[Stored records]
┄┄┄┄┄┄┄┄┄┄┄┄┄┄┄┄┄┄┄┄

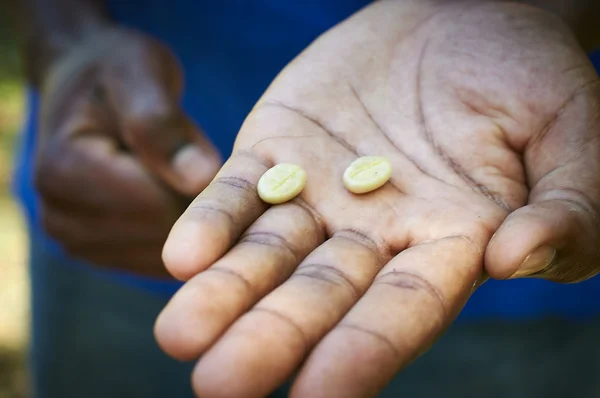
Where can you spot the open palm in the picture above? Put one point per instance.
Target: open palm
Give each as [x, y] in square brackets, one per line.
[485, 112]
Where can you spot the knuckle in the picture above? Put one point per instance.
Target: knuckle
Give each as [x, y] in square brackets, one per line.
[330, 275]
[237, 184]
[270, 239]
[410, 281]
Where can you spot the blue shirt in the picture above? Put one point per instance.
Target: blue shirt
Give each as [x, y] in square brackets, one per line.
[230, 51]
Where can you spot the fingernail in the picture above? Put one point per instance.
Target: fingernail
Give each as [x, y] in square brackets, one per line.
[535, 262]
[195, 167]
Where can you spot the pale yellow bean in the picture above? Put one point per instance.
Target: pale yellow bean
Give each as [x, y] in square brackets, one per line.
[281, 183]
[367, 173]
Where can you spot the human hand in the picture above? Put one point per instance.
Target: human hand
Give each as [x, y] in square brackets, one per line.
[489, 115]
[118, 159]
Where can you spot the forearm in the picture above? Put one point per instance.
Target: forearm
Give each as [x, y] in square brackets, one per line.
[46, 29]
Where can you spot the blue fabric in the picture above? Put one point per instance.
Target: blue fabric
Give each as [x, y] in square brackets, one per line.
[230, 51]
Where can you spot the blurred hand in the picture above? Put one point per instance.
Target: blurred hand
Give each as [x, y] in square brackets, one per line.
[118, 158]
[489, 114]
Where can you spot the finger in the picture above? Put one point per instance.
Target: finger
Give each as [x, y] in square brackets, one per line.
[216, 218]
[264, 257]
[145, 95]
[556, 235]
[412, 300]
[263, 348]
[90, 174]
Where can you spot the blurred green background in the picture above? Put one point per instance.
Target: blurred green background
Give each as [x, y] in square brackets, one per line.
[14, 294]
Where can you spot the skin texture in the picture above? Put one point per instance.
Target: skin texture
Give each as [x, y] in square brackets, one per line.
[118, 160]
[489, 115]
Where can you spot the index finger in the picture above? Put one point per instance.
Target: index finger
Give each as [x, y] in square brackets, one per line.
[411, 302]
[216, 218]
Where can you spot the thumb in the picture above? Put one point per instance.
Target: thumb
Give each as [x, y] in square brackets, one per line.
[144, 89]
[557, 235]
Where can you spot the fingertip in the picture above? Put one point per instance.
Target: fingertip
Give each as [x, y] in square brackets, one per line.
[527, 241]
[187, 250]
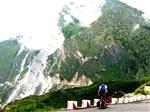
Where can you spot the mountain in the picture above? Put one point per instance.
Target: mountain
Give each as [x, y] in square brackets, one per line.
[113, 47]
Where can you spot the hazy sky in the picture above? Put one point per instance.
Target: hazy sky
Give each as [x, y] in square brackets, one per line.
[143, 5]
[34, 19]
[37, 19]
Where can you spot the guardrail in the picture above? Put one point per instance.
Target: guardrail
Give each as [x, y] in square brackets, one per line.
[72, 105]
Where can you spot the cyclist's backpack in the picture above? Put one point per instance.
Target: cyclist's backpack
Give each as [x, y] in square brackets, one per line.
[103, 89]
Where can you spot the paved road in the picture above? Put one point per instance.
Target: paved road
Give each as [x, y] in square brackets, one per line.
[143, 106]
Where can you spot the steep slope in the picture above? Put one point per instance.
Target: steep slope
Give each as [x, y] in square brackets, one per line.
[114, 47]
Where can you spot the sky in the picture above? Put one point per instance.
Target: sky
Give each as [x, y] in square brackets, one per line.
[36, 20]
[143, 5]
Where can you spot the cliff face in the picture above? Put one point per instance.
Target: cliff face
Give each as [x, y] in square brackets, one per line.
[109, 49]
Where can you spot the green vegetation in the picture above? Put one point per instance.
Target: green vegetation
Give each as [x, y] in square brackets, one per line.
[114, 48]
[8, 51]
[71, 28]
[58, 99]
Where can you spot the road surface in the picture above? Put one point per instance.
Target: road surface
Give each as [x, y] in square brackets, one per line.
[143, 106]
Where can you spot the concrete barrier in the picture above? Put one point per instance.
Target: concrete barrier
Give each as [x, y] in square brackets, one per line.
[95, 102]
[114, 101]
[147, 97]
[126, 100]
[138, 98]
[86, 103]
[72, 105]
[132, 99]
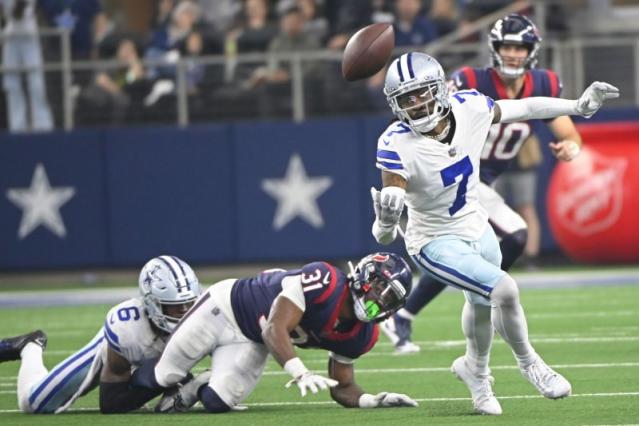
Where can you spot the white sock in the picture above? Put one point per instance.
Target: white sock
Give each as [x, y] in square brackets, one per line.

┄┄┄┄┄┄┄┄┄┄┄┄┄┄┄┄┄┄┄┄

§ What you should do
Can you retype all of the lines above word for word, leaving the pictures out?

§ Solution below
Where can you spot the open palm in the picture above? Put one point per instance.
Target: open palm
Give each as [x, y] in square brackets, one per line.
[485, 112]
Where can you spot the knuckle in the picture above? Put one point per instance.
Target: knuckle
Give each as [x, y] in square brackets, one per line.
[330, 275]
[237, 184]
[270, 239]
[410, 281]
Where can you spot the blue shirt in the picture above? Put one point per instance.
Target: blue shirt
Give each as [x, y] in square brackets, one per line.
[230, 51]
Where can you spot the fingernail in the picture above? Put one point per instance.
Target: fingernail
Give each as [x, y] in square brackets, one per line.
[535, 262]
[195, 167]
Where can you spot the pale yellow bean in the picture above? Put one point per instance.
Target: pale yellow bean
Give each as [x, y] in square brackets, one per line.
[281, 183]
[367, 173]
Where can you spot the human hand in the picture above? Put one point per instance.
Target: human hand
Give each as [x, y] in square brackets, one per line.
[489, 115]
[118, 159]
Where can you spot the forearm in the picture above? Put one point per instance.
Target: forearm
Give each as [x, y] in square brackets, one per line.
[46, 29]
Where can you spot the blue fabric in the picture above? Put one point per instance.
Target: blue fabric
Give each as [x, y] in square brackets, one per line.
[230, 51]
Where can you spot the blurred hand in the picture above? Put one point per instance.
Target: blurred hand
Give each as [x, y] in square brackets, one per line.
[118, 158]
[489, 114]
Where can you spot the finger in the picture above? Put one point per instance.
Target: finger
Give each as [x, y] in square brackets, one per line.
[216, 218]
[264, 257]
[145, 95]
[556, 235]
[412, 300]
[263, 348]
[90, 174]
Where can you spot the blurred green background in the picture above? Put one point per instance.
Target: blurred green background
Give each as [x, y] in square brackets, one per line.
[14, 294]
Where can you spot the skin texture in the picture above? Put one point per instance.
Target: skin texture
Give each as [x, y] in square brackets, one per line.
[118, 160]
[489, 115]
Where can you spot the index finger in the picture above? Put one point per instance.
Target: index finger
Give each as [x, y] in square brackets, one per line.
[411, 302]
[216, 218]
Where can you spot the thumb in the picture above? Put one point per instance.
Target: thumb
Give each as [x, y] in square brackets, one per line.
[144, 89]
[557, 235]
Where can you spot the fingertip in the picture above? Put one point per instance.
Target: fingertip
Give each as [x, y] in square brackets, one per line.
[527, 241]
[187, 250]
Where can you spot the mountain in the picture above? Put one point per instance.
Target: mountain
Give each as [x, y] in square brackets, one per line.
[113, 47]
Where can you spot the hazy sky in the picture above? Put one point per instance.
Target: hazy sky
Give each as [x, y] in square brackets, one per line.
[143, 5]
[34, 19]
[37, 19]
Where can you spot the guardrail in the picture above? Put one point per instance.
Target: guardrail
Give each as [x, y] in square brackets, one per line.
[72, 105]
Where can you spot the cyclist's backpack in the picture above? Put one point per instance.
Target: cyclist's backpack
Give each as [x, y] in square brackets, one per line.
[103, 89]
Where can you spot the paved road in the picture above? Put one point per instance.
Target: paved road
Give each as [x, y] in square brackets, one per line.
[143, 106]
Where can you spot the steep slope in the picture above? Put one point per instance.
Target: steep slope
Give each as [x, y] in square brackets, one per line.
[114, 47]
Where can you spot the sky in the picture above? Put one point per instance.
Target: sky
Give each as [x, y] in square brackets, one per line.
[36, 20]
[143, 5]
Where can you spot the cliff face in the picture above? Put one point per instance.
Target: cliff face
Give each as [x, y] in square brackets, one per line.
[109, 49]
Where can you spot the green vegetation in the picture above? Put one point per instance.
Target: green vegetation
Give each as [x, y] in square brackets, one per line.
[114, 48]
[8, 51]
[71, 28]
[58, 99]
Where can you spot the road surface in the picture above? Put one point per instance.
Target: road surface
Give each as [x, y] in square brackets, one per line.
[143, 106]
Where can you spot the concrete barrier in the picture above? Put one point per instance.
Target: concrete barrier
Give each as [x, y] in square brackets, one per line.
[95, 102]
[114, 101]
[147, 97]
[126, 100]
[138, 98]
[86, 103]
[72, 105]
[132, 99]
Where can you spot the white sock in the picture above? Put one point per instance.
Target: white sock
Give each as [x, y] in square brackets, one per line.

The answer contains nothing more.